▸ **TASK REQUIREMENTS**: Copy out the flight review below word for word, between "This picture was" and "my pandemic-era flying.", inclusive.

-------- SELECTED TEXT

I went for “Love, Simon” and I’m not ashamed to say I shed a tear or 2.
But the most important thing of all for an AvGeek is the moving 3D map, which I followed closely for most of the flight.
I also had the option of using my phone as a remote control.
I did this initially but then resorted back to using the touch screen as I found this more practical.
The Master & Dynamic noise-canceling headphones that were waiting for me at my seat were of excellent quality.
It’s an added bonus when airlines make an effort to invest in the best quality products and brands for their customers.
I liked that the headphone set had a dedicated hook to store them when they weren’t being used.
Before landing, headphones were collected and replaced with in-ear buds so I could continue watching (and crying at) “Love, Simon.”
Nothing untoward to report here — 10/10 for cleanliness.
Mint passengers had the use of 2 bathrooms at the front of the cabin. Those sitting in Core also had access to 2 bathrooms, though these were situated all the way at the rear galley.
A message over the PA just after take-off stipulated that by law, guests must use the restrooms that were assigned to their specific cabins and that under no circumstances were you allowed to use the other bathrooms.
Another first for me — the loo had automatic seats and flush. I had never seen this on a plane before, and it’s something I’d like to see all airlines adopting.
This picture was taken in the smaller of the 2 restrooms. Loos on smaller jets like the A321 tend to be a bit of a squeeze and this was no exception.
Announcements were made frequently throughout the flight in regards to mask-wearing and included a reminder that “masks should be replaced between bites and sips” — something I haven’t heard announced on a flight in all my pandemic-era flying.

----------------
-------- EXTRACTED MATERIAL

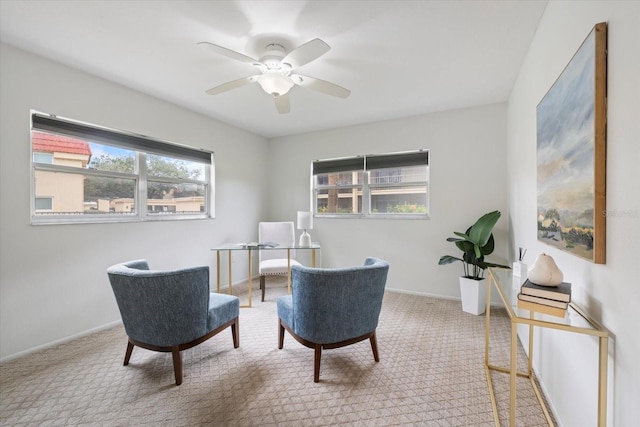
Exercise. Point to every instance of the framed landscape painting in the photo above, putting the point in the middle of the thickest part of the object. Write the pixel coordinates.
(571, 153)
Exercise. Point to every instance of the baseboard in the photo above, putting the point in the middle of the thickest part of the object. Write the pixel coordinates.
(60, 341)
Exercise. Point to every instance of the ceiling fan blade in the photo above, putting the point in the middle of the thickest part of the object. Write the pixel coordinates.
(227, 52)
(282, 103)
(321, 86)
(306, 53)
(234, 84)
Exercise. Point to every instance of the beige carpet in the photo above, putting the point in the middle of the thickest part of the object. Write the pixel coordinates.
(430, 374)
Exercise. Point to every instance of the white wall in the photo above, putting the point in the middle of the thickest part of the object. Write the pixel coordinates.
(53, 283)
(468, 179)
(610, 293)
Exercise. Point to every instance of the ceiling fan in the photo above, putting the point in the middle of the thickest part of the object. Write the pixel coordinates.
(276, 68)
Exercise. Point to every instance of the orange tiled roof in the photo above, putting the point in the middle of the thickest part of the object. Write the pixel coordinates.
(48, 143)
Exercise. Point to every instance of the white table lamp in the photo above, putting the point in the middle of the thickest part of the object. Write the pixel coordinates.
(305, 222)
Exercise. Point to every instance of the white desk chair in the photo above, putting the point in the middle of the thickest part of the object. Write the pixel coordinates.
(274, 261)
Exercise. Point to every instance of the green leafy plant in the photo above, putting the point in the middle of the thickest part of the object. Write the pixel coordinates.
(476, 243)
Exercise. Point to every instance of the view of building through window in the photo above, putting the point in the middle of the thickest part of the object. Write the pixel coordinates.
(75, 177)
(394, 185)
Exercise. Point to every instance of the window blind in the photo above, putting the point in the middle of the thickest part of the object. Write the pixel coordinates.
(93, 133)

----------------

▸ **EXPECTED ANSWER**:
This picture was taken in the smaller of the 2 restrooms. Loos on smaller jets like the A321 tend to be a bit of a squeeze and this was no exception.
Announcements were made frequently throughout the flight in regards to mask-wearing and included a reminder that “masks should be replaced between bites and sips” — something I haven’t heard announced on a flight in all my pandemic-era flying.